### Page excerpt

■ ■ ■ ■ ■ ■ ■

Aside from proving woefully ineffective at reducing drug production and trafficking, mounting military pressure from the US in alliance with regional governments also risks increasing extrajudicial killings of unarmed civilians, fueling insurgent and anti–US sentiment, undermining the rule of law across the hemisphere, and reversing years of progress in Latin America’s fraught civil-military relations.

Yet even as the trend of overmilitarized drug enforcement seemingly accelerates — and demand-based solutions focused on substance use prevention, treatment, and recovery wane — the administration’s operational, if not political, support for joint drug interdictions, anti-money laundering initiatives, and criminal investigations in Colombia signals that at least some administration officials recognize, as General Francis Donovan of US Southern Command recently testified, that the boat strikes are “not the answer … [or] the most effective tool.”79

These lessons are particularly relevant for Colombia’s next administration, which can expect to face pressure from Washington to deliver concrete results on crop reduction, drug seizures, intelligence sharing, and destruction of processing laboratories, even if these indicators have long been deemed antiquated and inadequate at capturing more holistic metrics and trends in drug-producing regions.80

That Petro, who had vowed to break with failed drug war policies, has backtracked — under threat of sanctions, decertification, and unilateral US military action — into bombing ELN camps, seeking arrest of high-value targets, and resuming aerial fumigation via low-flying drone underscores the charged geopolitical environment in which scientifically-proven drug control policy gets deployed.81

For both left-wing candidate Iván Cepeda, who seeks to follow Petro’s negotiations with armed actors and voluntary substitution programs, and right-wing candidate Abelardo de la Espriella, who seeks to accelerate low-level arrests and increase the military’s role in targeting drug production and trafficking, a dual strategy is bound to yield more favorable outcomes. Neither the left’s hesitation to implement a credible supply-side counternarcotics agenda nor the right’s heavy-handed, militarized approach to curbing coca cultivation has yielded durable results to date. In fact, the lack of a viable, well-articulated strategy strengthens the hand of irregular armed actors, exacerbates a deteriorating security landscape across the country, and gives the Trump administration greater leverage to dictate its preferred approaches, regardless of their empirically poor outcomes. 

A dual approach that combines public, private and multilateral financing for rural economic development, state presence and the rule of law; sequenced manual eradication campaigns tied to selective negotiations with armed groups; increased interdictions at more valuable stages of the supply chain; and robust judicial cooperation to dismantle illicit financial flows and networks provides a winning strategy for both candidates, which US officials should publicly support and privately encourage to whomever enters Colombia’s Casa de Nariño in August.

■ ■ ■ ■ ■ ■ ■

### Task
In the excerpt on Colombian drug policy, who testified that the boat strikes are "not the answer"? The rows that follow were drawn from a different source than the text.

Stored data
■ ■ ■ ■ ■ ■ ■

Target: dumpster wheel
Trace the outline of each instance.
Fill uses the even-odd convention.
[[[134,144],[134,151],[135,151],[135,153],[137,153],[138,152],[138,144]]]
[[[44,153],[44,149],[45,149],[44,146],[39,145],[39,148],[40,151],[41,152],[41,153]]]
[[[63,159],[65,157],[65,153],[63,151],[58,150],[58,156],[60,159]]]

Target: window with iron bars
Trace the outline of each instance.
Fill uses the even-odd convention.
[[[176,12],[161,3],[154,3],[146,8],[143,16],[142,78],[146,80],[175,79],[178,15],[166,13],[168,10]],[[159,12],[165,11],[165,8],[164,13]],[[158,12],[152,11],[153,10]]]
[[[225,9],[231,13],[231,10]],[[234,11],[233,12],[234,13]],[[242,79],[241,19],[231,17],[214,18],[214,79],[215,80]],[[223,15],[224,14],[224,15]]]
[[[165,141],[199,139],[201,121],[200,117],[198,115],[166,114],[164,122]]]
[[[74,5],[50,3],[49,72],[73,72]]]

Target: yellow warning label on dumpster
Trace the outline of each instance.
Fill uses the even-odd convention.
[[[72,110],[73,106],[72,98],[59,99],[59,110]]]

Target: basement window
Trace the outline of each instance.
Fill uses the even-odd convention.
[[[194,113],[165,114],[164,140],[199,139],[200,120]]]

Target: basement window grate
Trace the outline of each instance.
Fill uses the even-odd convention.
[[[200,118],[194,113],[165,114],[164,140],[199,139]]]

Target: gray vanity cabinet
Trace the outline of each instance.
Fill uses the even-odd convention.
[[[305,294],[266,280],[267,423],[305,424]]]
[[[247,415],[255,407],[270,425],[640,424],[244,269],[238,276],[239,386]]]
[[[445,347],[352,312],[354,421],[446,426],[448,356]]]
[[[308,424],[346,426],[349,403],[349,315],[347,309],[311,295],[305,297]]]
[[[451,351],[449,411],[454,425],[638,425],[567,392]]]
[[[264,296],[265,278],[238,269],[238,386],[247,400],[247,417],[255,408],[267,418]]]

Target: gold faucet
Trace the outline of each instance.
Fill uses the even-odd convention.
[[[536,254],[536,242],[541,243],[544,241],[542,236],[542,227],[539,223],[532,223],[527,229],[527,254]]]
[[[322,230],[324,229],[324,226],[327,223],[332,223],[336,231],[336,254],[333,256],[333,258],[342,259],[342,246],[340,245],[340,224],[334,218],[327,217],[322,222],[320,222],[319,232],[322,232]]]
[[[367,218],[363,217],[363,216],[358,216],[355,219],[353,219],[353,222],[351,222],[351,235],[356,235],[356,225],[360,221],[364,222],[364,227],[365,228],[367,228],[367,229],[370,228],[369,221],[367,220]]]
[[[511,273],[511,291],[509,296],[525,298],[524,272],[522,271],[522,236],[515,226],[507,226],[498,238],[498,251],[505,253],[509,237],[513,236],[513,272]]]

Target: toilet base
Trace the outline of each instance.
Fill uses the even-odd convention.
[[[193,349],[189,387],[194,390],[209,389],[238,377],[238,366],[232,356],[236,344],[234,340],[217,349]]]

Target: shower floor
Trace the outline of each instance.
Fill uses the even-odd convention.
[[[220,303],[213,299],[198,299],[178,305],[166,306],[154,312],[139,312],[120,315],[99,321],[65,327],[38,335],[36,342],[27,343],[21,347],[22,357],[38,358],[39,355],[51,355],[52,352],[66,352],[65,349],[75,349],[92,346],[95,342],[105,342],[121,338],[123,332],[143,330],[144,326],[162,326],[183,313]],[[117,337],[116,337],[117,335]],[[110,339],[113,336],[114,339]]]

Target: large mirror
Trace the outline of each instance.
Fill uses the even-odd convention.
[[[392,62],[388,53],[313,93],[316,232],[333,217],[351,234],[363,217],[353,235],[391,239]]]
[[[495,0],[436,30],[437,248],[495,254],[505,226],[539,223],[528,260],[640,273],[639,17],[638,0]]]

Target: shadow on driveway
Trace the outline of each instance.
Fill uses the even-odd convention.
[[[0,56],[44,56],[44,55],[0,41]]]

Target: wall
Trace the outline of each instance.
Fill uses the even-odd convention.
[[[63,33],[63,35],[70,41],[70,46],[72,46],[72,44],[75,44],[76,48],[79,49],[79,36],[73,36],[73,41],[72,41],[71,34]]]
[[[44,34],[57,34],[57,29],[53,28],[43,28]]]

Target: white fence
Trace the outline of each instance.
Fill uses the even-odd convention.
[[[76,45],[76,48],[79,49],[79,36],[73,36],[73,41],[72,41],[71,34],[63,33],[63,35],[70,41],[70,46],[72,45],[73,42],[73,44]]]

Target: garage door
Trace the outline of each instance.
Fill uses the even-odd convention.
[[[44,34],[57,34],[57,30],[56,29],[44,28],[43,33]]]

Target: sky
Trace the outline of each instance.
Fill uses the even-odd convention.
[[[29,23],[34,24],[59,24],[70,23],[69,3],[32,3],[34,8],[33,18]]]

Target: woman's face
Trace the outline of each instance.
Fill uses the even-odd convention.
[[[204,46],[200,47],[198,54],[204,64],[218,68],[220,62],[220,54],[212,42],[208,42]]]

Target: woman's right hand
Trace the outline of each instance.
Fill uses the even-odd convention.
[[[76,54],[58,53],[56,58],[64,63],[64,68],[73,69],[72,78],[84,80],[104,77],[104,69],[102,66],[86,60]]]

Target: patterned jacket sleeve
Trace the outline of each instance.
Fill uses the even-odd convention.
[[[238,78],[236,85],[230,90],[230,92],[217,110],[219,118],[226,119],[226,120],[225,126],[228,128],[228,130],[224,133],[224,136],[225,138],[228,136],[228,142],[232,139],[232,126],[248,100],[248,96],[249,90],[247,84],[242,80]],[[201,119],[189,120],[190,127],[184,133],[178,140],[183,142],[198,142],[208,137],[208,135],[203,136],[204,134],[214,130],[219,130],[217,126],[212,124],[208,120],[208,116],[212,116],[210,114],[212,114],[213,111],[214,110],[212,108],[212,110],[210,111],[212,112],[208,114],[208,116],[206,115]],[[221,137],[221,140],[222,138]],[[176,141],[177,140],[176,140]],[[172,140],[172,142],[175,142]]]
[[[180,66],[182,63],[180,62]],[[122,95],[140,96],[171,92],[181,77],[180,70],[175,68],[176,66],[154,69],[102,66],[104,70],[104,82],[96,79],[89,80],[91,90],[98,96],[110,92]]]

■ ■ ■ ■ ■ ■ ■

### The completed task
General Francis Donovan of US Southern Command.